Exercises to complete =
a. From the passage on Michael Bay, quote the text between "This is not" and "what awesome means.", inclusive.
b. Summarize the passage on Michael Bay in two sentences.

Document =
----------

This is not mere self-mockery, or even Bay spinning his appeal. The ad is not a celebration of the epic, but Bay clearly intends it to be so. It's not just that Michael Bay "demands things to be awesome," but that he believes he can achieve this with explosions and constantly shouting at himself, "awesome!" He congratulates himself four times in 31 seconds. And for what? He's made some flames and a waterspout and bought a tiger. To Bay, this is what awesome means.

Don't say it's just a joke for a commercial. When Bay wanted to add character to the non-speaking car in Transformers, he made it talk through radio songs. To raise the tension in a movie where an asteroid is about to wipe out humankind, he added a father-redeems-daughter's-boyfriend scene. In space. This is a man who rewrote the bombing of Pearl Harbor so one man shot down the entire Japanese air force. Michael Bay's definition of awesome is the opposite of epic. It's 2 Fast 2 Furious. The only impressive things about Bay movies are how carefully he can build up for an obvious plot twist, then even more obviously not twist anything.

----------

Stored entries =
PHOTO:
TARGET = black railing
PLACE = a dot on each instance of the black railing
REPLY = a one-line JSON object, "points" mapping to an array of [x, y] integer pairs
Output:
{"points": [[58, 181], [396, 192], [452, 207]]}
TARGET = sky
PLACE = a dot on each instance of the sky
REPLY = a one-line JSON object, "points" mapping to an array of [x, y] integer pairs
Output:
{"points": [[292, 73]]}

----------

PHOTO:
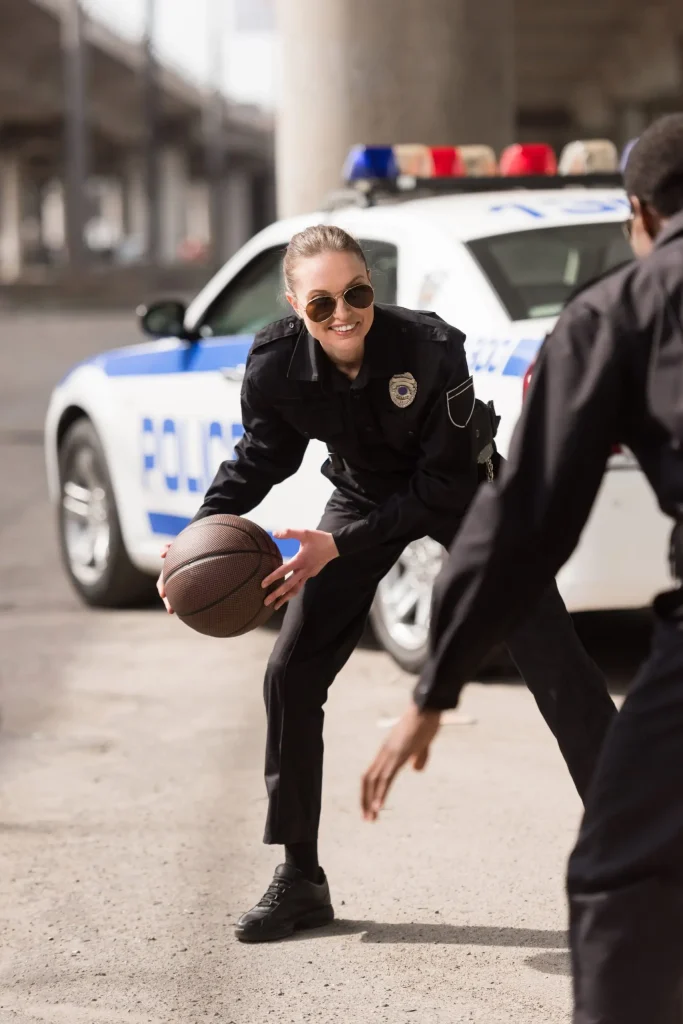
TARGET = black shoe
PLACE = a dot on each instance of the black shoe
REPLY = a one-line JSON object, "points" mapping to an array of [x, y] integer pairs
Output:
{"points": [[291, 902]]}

----------

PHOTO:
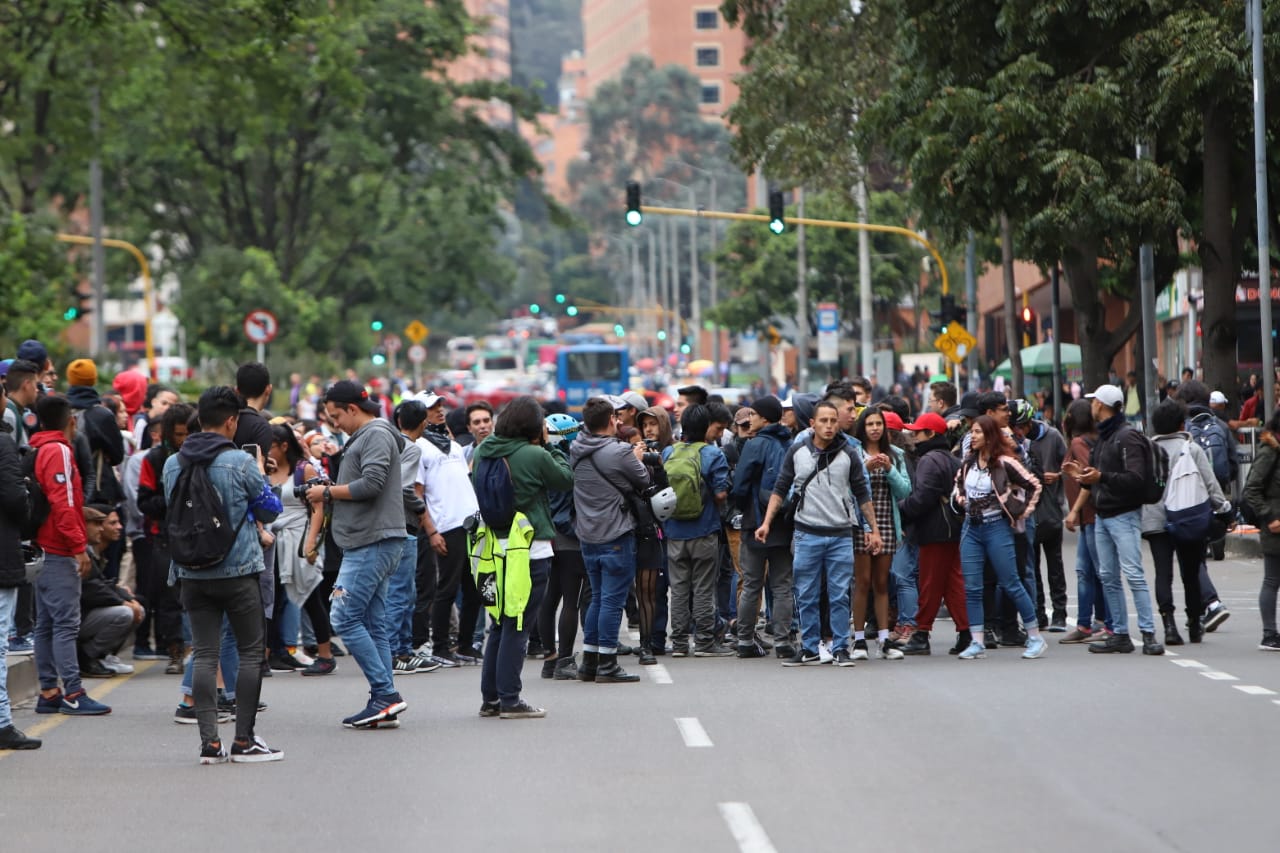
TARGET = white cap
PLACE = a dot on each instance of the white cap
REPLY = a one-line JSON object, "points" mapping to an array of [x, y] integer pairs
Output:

----------

Set of answers =
a.
This is not mere self-mockery, or even Bay spinning his appeal. The ad is not a celebration of the epic, but Bay clearly intends it to be so. It's not just that Michael Bay "demands things to be awesome," but that he believes he can achieve this with explosions and constantly shouting at himself, "awesome!" He congratulates himself four times in 31 seconds. And for what? He's made some flames and a waterspout and bought a tiger. To Bay, this is what awesome means.

b. The passage argues that an ad in which Michael Bay calls his own flames, waterspout and tiger "awesome" four times in 31 seconds shows what he truly believes awesome means. Pointing to choices in his films, such as a car that speaks through radio songs and a rewritten Pearl Harbor where one man shoots down the entire Japanese air force, it concludes that his idea of awesome is the opposite of epic.